Extrae sin ningún cambio las líneas del listado de abajo, empezando por la que contiene "Look at the photo above. For every instance of the house" y terminando en la última línea del listado, ambas incluidas.

DATOS DE ENTRADA:
+ + + +
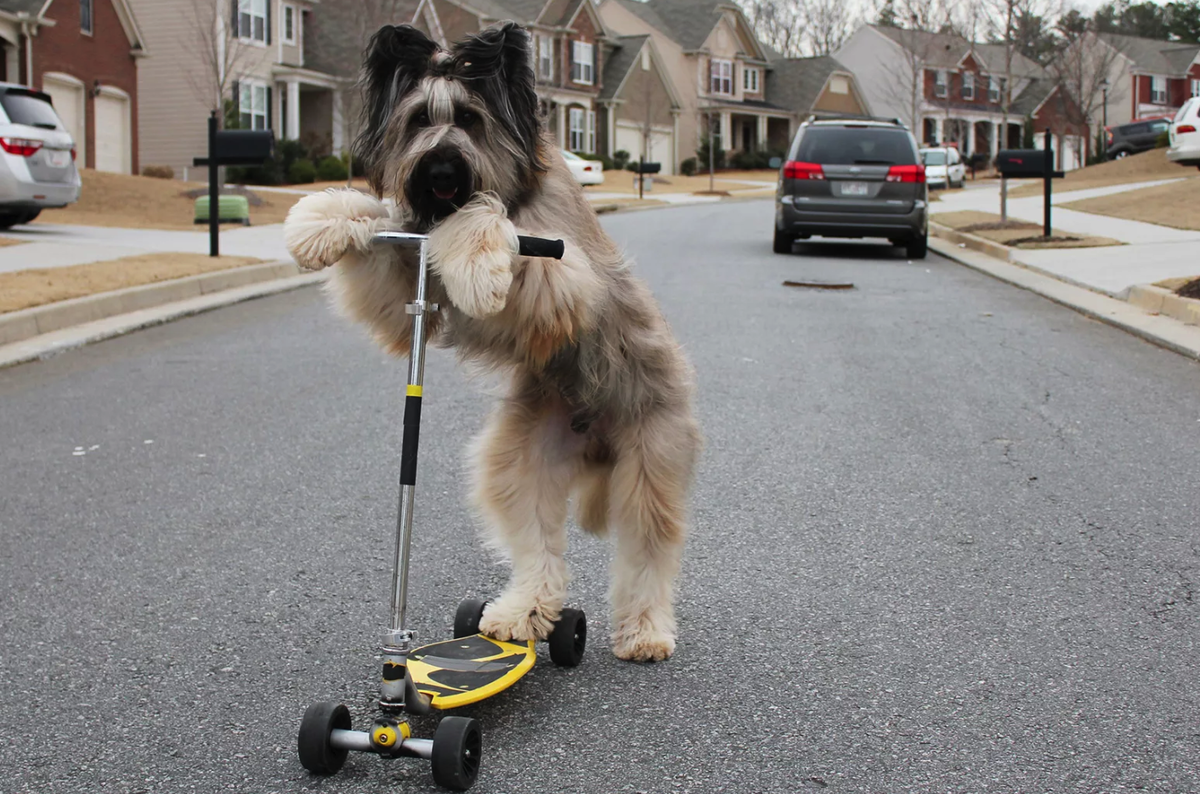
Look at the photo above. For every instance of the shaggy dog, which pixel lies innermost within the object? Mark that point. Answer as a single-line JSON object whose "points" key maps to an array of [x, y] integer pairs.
{"points": [[599, 405]]}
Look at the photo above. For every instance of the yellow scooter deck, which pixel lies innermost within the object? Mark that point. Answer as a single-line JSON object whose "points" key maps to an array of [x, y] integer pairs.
{"points": [[468, 669]]}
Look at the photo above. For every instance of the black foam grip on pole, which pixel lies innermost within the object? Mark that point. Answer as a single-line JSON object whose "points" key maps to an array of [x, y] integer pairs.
{"points": [[408, 445], [540, 247]]}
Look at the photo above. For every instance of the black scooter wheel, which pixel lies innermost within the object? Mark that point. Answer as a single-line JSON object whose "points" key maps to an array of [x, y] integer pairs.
{"points": [[457, 751], [317, 755], [466, 619], [569, 638]]}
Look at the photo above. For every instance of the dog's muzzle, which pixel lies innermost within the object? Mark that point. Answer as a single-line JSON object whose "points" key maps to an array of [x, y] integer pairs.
{"points": [[441, 185]]}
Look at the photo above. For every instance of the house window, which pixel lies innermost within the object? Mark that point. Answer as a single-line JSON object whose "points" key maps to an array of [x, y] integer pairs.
{"points": [[289, 24], [750, 79], [252, 106], [582, 62], [579, 131], [252, 19], [721, 77], [545, 58], [1158, 90]]}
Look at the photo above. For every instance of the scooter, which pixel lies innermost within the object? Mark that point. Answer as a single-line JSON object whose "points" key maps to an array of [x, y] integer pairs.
{"points": [[442, 675]]}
+ + + +
RESULTADO:
Look at the photo above. For every instance of the house window, which pixel lies innermost within the object? Mark that point. Answer as a single-line JSON object whose "points" key maps to an array of [x, y] integer pairs.
{"points": [[289, 24], [750, 79], [252, 106], [582, 62], [579, 131], [252, 19], [721, 77], [545, 58], [1158, 90]]}
Look at the photo above. For every instance of the scooter, which pixel lies innermost within the object? Mark that point. Answer as a single-line JSON object whose "points" key maps to an array of [x, y] integer pairs.
{"points": [[442, 675]]}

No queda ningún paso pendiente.